**TEXT BLOCK**.
I am not sure I understand the image above for the GC root -- is it one instance that may actually be a legit one?

How many connections do you have?

Is this heap dump taken after load, at rest, with no requests being processed?

@mpilone
Copy link

mpilone commented Jul 25, 2023

There are a lot of instances of that similar GC root in the dump. Looking for just the CyclicTimeout.Wakeup, I can see 4871 instance in the dump which seems odd. Our "timeout" value on the outbound proxy requests is 5 minutes and as far as we know all the requests were completing successfully. That is, none of them were actually lasting the full 5 minutes and timing out. If I read the heap dump above correctly, it looks like the scheduled executor queue had 4872 elements in it which aligns with the 4871 Wakeups in the dump.

The requests are pretty regular from another component in our system. I included a graph of the requests leading up to the OOM at 02:36. The requests should only be coming from a couple of external components so I would guess the actual number of active connections to be very low (e.g. < 5). The service that had the OOM is not exposed to the public and only services a handful of other internal components.

The heap dump was taken automatically by the JVM when the OOM occurred so it would be during the requests/load after the process was running for about 2 days (Friday through Sunday morning).

I've tried a bunch of different scenarios locally but I haven't been able to recreate the issue yet. I enabled debug logging on CyclicTimeouts and CyclicTimeout to see if that gives any clues in the environment where we saw the OOM. I'll update if I get anymore info from that.

It seems like it might be a CyclicTimeout Wakeup leak but looking at the code I'm not sure how that can happen yet because it looks like the Wakeups only schedule themselves in the executor if an earlier one arrives. So you'd think that if we only had a handful of connections there should only be a handful of Wakeups in the executor queue. It's possible this is an issue on our side with generating tons of independent connections but I haven't seen any evidence of that yet.

**REQUEST**.
Summarize the thread about the heap dump in two sentences. The material after the thread has no part in this.

**DATA EXTRACT**.
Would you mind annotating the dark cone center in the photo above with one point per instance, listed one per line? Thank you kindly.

**RIGHT ANSWER**.
Asked about the GC root image, the number of connections and when the heap dump was taken, mpilone replied that the dump, taken automatically by the JVM at the OOM after about 2 days of running, held 4871 CyclicTimeout.Wakeup instances, which matches the 4872 elements in the scheduled executor queue, although active connections were guessed to be very low (e.g. < 5). mpilone suspects a CyclicTimeout Wakeup leak but has not been able to recreate the issue locally, and has enabled debug logging on CyclicTimeouts and CyclicTimeout to look for clues.